* PROBLEM TO WORK ON: Work through the entries below and show every line in which "shade" is found.

--- --- ---

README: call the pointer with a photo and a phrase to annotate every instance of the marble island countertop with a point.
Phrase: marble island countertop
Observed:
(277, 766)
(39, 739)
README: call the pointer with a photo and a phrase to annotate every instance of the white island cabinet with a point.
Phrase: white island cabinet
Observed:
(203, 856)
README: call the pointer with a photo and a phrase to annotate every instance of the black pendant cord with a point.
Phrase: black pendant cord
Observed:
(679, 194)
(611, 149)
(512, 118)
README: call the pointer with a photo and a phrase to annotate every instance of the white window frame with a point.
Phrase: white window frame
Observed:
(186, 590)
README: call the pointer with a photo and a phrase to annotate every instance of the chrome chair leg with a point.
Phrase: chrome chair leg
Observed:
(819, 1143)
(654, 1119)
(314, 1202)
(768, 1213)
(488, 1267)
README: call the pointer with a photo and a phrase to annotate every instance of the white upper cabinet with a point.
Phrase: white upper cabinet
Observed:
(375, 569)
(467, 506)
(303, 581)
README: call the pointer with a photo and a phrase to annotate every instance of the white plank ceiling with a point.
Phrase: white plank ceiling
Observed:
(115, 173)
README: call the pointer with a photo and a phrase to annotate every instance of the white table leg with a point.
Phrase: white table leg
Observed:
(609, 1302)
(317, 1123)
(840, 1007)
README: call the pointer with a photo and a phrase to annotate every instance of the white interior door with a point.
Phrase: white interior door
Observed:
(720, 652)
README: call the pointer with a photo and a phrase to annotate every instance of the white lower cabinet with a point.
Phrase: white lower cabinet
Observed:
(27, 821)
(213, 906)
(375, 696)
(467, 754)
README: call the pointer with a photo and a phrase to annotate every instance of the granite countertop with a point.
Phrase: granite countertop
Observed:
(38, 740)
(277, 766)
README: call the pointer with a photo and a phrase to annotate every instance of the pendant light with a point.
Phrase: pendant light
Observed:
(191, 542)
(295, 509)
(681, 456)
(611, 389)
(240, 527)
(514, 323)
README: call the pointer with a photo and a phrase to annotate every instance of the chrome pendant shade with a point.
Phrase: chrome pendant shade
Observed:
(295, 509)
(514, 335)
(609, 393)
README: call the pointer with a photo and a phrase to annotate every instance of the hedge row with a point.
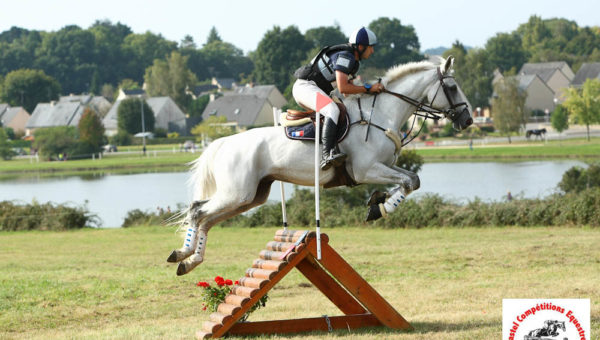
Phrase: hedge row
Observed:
(45, 216)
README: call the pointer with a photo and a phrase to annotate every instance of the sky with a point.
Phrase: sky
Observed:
(244, 22)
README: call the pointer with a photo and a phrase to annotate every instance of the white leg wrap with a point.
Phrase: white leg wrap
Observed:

--- --- ---

* TASK OUTPUT:
README: call the pointer with a photo and a phrase to annotate every instance of the chrome pendant shade with a point.
Phrase: chrome pendant shade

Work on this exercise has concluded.